Please arrange the lines starting with the line with "# test: pointer emits one marker per instance of the cumulus" and going on through the line with "x=172 y=338" as a two-column CSV headed input and output. Give one row for each input and its output, with each value in a single quoted field and its line breaks replaced by spaces.

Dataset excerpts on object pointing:
____________________
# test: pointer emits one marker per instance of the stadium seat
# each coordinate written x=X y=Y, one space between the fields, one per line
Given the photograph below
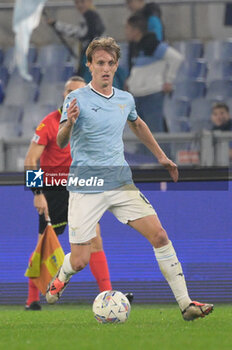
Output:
x=8 y=60
x=189 y=89
x=51 y=94
x=191 y=49
x=218 y=70
x=219 y=90
x=218 y=50
x=52 y=55
x=10 y=121
x=32 y=116
x=19 y=91
x=201 y=108
x=229 y=103
x=190 y=70
x=57 y=74
x=200 y=114
x=176 y=114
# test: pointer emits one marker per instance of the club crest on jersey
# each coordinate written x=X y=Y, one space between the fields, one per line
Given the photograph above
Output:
x=40 y=127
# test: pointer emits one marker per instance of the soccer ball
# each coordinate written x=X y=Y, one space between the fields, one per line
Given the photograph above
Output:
x=111 y=307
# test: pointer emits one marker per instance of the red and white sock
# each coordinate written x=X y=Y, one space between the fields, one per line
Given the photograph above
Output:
x=99 y=268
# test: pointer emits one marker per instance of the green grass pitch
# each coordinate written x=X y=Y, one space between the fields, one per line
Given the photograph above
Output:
x=156 y=327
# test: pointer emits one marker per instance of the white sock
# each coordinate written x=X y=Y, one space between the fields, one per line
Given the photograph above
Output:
x=66 y=270
x=172 y=271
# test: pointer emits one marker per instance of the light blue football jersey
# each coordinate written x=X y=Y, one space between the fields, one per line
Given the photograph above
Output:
x=97 y=148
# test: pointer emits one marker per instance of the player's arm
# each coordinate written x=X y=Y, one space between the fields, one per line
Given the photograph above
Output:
x=65 y=128
x=32 y=157
x=141 y=130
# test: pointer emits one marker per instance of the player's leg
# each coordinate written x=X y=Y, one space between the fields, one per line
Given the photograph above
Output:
x=98 y=262
x=151 y=228
x=85 y=211
x=139 y=214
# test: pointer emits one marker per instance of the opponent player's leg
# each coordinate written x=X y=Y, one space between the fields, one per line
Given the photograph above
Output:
x=151 y=228
x=98 y=262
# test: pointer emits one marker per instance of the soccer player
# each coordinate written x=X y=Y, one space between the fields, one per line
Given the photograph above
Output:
x=93 y=119
x=54 y=203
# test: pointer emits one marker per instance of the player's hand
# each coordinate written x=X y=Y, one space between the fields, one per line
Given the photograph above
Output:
x=171 y=167
x=73 y=112
x=41 y=205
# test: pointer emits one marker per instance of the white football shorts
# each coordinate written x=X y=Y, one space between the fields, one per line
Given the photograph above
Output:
x=85 y=210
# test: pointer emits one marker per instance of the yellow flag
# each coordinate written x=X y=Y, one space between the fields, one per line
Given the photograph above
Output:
x=46 y=259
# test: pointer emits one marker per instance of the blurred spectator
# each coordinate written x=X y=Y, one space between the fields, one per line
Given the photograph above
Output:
x=221 y=120
x=85 y=31
x=154 y=69
x=220 y=117
x=152 y=15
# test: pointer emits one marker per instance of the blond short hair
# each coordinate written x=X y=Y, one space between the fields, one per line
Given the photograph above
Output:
x=107 y=44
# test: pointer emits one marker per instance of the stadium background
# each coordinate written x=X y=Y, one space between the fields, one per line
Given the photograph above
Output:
x=199 y=222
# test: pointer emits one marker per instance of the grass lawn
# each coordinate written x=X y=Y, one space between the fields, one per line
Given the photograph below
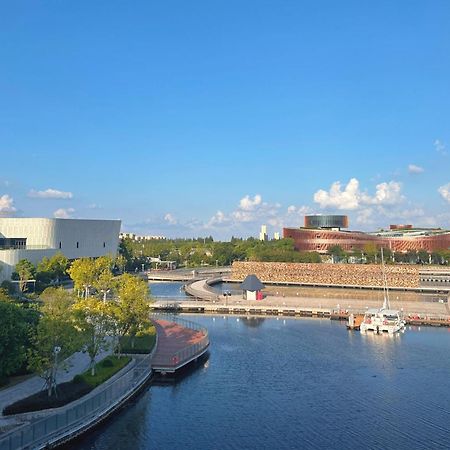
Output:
x=68 y=392
x=143 y=342
x=104 y=369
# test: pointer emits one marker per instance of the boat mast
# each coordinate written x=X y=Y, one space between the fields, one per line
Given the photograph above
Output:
x=386 y=302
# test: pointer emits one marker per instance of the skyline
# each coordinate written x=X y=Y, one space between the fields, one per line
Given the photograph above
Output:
x=208 y=119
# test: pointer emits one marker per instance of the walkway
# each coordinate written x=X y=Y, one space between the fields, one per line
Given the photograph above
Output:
x=77 y=363
x=177 y=345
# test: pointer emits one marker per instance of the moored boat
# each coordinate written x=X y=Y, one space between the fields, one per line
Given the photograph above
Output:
x=384 y=319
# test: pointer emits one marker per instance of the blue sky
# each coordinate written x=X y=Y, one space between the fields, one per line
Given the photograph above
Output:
x=212 y=117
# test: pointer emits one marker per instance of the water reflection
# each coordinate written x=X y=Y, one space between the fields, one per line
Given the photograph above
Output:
x=253 y=322
x=303 y=383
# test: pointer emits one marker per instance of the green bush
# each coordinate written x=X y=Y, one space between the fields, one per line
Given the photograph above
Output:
x=105 y=370
x=143 y=342
x=107 y=363
x=67 y=392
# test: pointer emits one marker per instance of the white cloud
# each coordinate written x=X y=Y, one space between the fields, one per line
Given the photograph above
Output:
x=386 y=194
x=170 y=219
x=412 y=168
x=50 y=193
x=445 y=192
x=6 y=204
x=352 y=198
x=338 y=198
x=248 y=204
x=63 y=213
x=440 y=147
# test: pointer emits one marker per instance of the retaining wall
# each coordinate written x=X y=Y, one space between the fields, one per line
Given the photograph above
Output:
x=400 y=276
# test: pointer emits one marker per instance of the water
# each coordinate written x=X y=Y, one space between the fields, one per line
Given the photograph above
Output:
x=296 y=383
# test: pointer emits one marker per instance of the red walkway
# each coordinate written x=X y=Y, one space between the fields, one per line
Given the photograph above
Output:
x=177 y=345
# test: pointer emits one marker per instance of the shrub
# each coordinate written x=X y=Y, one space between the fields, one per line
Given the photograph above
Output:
x=67 y=392
x=107 y=363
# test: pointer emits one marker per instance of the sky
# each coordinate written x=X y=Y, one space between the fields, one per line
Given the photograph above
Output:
x=214 y=117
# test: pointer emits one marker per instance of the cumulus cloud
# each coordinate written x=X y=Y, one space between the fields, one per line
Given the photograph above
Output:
x=170 y=219
x=250 y=204
x=440 y=147
x=50 y=193
x=351 y=197
x=64 y=213
x=6 y=204
x=412 y=168
x=445 y=192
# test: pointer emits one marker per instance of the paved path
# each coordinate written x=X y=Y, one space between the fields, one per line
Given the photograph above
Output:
x=78 y=363
x=375 y=300
x=172 y=338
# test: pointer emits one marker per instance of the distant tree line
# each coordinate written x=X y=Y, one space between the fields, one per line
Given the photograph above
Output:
x=204 y=251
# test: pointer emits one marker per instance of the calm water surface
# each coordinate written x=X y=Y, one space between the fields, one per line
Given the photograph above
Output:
x=296 y=383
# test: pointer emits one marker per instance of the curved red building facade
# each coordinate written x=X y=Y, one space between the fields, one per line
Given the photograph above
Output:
x=321 y=240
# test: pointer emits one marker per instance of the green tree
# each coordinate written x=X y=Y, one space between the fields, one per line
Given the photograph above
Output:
x=25 y=271
x=103 y=276
x=52 y=269
x=56 y=337
x=13 y=337
x=132 y=306
x=94 y=319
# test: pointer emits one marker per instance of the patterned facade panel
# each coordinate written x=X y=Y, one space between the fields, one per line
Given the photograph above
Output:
x=322 y=240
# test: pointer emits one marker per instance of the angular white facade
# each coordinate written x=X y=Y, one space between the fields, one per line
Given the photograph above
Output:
x=75 y=238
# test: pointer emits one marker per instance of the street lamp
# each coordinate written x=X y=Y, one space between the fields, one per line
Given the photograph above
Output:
x=56 y=351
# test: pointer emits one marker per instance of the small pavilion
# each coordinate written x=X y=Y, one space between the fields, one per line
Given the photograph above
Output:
x=252 y=287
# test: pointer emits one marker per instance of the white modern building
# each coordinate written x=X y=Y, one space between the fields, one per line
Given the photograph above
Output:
x=34 y=238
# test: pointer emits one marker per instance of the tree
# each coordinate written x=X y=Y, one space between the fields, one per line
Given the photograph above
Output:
x=103 y=276
x=13 y=337
x=52 y=269
x=94 y=319
x=337 y=253
x=132 y=306
x=121 y=263
x=56 y=337
x=82 y=272
x=25 y=271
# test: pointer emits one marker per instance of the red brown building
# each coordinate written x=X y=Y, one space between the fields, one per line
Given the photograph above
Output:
x=400 y=238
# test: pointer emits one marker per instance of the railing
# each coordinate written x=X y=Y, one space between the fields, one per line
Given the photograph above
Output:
x=190 y=351
x=72 y=418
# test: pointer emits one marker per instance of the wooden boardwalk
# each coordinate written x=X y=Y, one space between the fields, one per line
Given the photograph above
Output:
x=178 y=345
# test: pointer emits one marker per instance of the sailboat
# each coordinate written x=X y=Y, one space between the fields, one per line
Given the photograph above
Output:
x=384 y=319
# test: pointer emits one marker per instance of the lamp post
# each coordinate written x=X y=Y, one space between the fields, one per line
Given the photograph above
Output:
x=56 y=351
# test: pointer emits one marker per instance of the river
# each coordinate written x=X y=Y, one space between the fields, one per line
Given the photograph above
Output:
x=295 y=383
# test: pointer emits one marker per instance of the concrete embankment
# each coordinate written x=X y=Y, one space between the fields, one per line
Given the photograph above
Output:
x=52 y=428
x=425 y=309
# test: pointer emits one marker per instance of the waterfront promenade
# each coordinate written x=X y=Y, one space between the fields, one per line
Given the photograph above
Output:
x=324 y=305
x=178 y=343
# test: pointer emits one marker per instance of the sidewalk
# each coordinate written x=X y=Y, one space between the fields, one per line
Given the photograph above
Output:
x=77 y=363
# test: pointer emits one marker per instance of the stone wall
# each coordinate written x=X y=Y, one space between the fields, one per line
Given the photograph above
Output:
x=329 y=274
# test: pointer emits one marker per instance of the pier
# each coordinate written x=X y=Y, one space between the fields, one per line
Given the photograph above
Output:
x=179 y=343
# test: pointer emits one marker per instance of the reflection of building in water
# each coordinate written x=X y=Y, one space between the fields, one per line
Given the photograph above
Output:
x=253 y=322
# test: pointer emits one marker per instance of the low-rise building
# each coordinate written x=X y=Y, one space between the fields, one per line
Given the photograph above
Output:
x=35 y=238
x=323 y=232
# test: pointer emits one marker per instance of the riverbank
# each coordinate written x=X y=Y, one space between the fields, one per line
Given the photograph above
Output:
x=60 y=425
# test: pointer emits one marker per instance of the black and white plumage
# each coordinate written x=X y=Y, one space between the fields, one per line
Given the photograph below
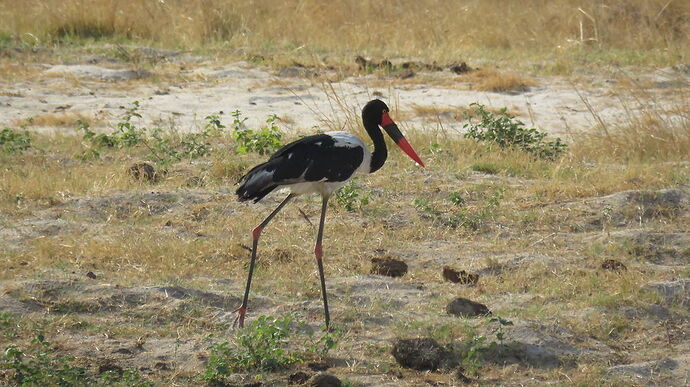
____________________
[Right answer]:
input,output
"# test: pointer emits one marker per instance of the cumulus cloud # each coordinate written x=X y=Y, one space between the fields, one per line Given the photograph above Output:","x=170 y=219 x=250 y=204 x=440 y=147 x=50 y=193 x=351 y=197 x=64 y=213 x=6 y=204 x=412 y=168 x=445 y=192"
"# test: pointer emits one marker per instance of the paved path # each coordinate written x=X y=Y, one space between the fields, one per line Given the photograph above Output:","x=78 y=363 x=375 y=300 x=172 y=338"